## GIVEN EXERCISE
Reproduce everything from the start of the data down to the line containing "M181 747L155 742L149", substituting "response" for every occurrence of "reply" and leaving all else unchanged.

## EXTRACTED DATA

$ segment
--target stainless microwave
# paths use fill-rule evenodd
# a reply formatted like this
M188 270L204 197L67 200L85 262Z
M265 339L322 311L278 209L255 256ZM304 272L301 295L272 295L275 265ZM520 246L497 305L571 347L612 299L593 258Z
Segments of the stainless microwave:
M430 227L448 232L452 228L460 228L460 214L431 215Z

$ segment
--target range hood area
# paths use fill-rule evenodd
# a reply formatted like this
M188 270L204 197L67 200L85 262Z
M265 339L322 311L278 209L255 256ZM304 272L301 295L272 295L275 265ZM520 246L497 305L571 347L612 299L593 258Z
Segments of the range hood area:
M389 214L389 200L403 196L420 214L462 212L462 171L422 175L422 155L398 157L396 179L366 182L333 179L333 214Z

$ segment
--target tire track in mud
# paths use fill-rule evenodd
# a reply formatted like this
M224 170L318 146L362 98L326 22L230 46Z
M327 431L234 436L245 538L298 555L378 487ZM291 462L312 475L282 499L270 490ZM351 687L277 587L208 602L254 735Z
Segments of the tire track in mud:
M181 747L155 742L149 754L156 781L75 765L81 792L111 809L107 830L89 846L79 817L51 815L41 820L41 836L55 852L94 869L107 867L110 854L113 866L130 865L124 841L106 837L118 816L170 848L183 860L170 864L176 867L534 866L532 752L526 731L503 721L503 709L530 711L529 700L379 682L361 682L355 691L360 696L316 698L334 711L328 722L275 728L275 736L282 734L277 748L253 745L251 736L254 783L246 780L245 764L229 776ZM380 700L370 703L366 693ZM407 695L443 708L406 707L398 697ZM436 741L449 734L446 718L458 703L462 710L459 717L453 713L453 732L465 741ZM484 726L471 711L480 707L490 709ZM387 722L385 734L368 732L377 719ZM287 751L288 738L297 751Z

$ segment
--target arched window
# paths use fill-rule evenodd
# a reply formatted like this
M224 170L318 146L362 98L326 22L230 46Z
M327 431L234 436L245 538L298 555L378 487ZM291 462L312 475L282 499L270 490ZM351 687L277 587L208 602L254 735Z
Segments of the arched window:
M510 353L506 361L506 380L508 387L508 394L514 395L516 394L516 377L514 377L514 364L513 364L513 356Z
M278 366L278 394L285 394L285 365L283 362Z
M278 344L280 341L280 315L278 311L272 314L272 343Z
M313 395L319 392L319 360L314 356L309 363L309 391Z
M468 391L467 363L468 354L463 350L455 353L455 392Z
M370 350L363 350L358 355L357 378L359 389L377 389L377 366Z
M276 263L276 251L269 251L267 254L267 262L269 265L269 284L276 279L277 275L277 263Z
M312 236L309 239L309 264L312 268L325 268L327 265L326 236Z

## RESPONSE TO THE TASK
$ segment
--target stainless microwave
# paths use fill-rule evenodd
# a response formatted like this
M188 270L204 197L67 200L85 262Z
M265 339L322 311L278 209L255 256ZM304 272L301 295L272 295L275 265ZM520 246L497 305L571 347L612 299L593 258Z
Segments of the stainless microwave:
M430 227L448 232L452 228L460 228L460 214L431 215Z

$ segment
--target range hood area
# paths use fill-rule evenodd
# a response formatted like this
M188 270L204 197L67 200L85 262Z
M265 339L322 311L278 209L255 256ZM304 272L301 295L272 295L275 265ZM520 246L497 305L571 347L612 299L593 258Z
Segments of the range hood area:
M389 214L389 200L403 196L420 214L462 212L462 171L422 175L422 155L398 157L396 179L366 182L333 179L333 214Z

$ segment
--target tire track in mud
# paths use fill-rule evenodd
# a response formatted like this
M224 170L318 146L362 98L326 22L230 46Z
M327 431L234 436L245 538L298 555L378 487ZM291 462L312 475L282 499L270 490ZM351 687L277 587L208 602L254 735Z
Segments of the tire track in mud:
M181 747L155 742L149 754L156 781L75 765L81 792L111 809L107 830L89 846L79 817L51 815L41 820L41 836L55 852L94 869L107 867L110 854L113 866L130 865L124 841L106 837L118 816L170 848L183 860L170 864L176 867L534 866L532 752L526 731L503 721L503 709L530 711L529 700L379 682L361 682L355 691L360 696L316 698L334 711L328 722L275 728L275 736L282 734L277 748L253 745L251 736L254 783L246 780L245 764L229 776ZM380 700L370 703L366 693ZM407 695L443 708L406 707L398 697ZM436 741L449 734L446 718L458 703L462 710L459 717L453 713L453 732L465 741ZM484 726L471 711L480 707L490 709ZM387 722L385 734L368 732L377 719ZM287 751L288 738L297 751Z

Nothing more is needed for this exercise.